— Extrait de page —
Quand « Gabo » me demandait une fleur
(AFP / Yuri Cortez)
ROME, 18 avril 2014 – J'avais tout juste dix-neuf ans. J’avais des airs de hippie de bonne famille et l’Université nationale de Colombie, où j’étudiais, venait de fermer pour deux ans pour raisons politiques, après une vague de manifestations. Du jour au lendemain, je me retrouvais perdue dans le monde des adultes.
Nous étions dans les années 70 et, en Colombie, la politique était une termitière qui dévorait nos vies à tous. J’avais fini par atterrir à la revue de gauche Alternativa, fondée par Gabriel Garcia Marquez quelques mois plus tôt en compagnie d’un prestigieux groupuscule de journalistes : Enrique Santos Calderon, Antonio Caballero, Jorge Restrepo et Hernando Corral.
Quelle aventure pour une jeune fille, seule femme du groupe et bardée du titre de secrétaire de rédaction! Naïvement, peut-être, j’imaginais que j’étais là parce que je représentais le mouvement étudiant au sein de cette publication, qui allait devenir la plus connue de la gauche colombienne et former une génération entière de défenseurs des droits de l’Homme, des prisonniers politiques, des indigènes, de militants contre la torture et contre les atrocités des dictatures militaires en Amérique latine.

— Consigne —
Dans le récit consacré à la revue Alternativa, pendant combien de temps l'Université nationale de Colombie a-t-elle fermé ?

— Entrées enregistrées —
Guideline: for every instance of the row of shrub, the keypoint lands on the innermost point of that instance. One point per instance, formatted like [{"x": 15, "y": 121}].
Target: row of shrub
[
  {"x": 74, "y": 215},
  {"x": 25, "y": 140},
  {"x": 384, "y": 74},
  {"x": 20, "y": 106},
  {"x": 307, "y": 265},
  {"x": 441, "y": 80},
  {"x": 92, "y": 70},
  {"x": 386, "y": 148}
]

— Solution —
Pendant deux ans.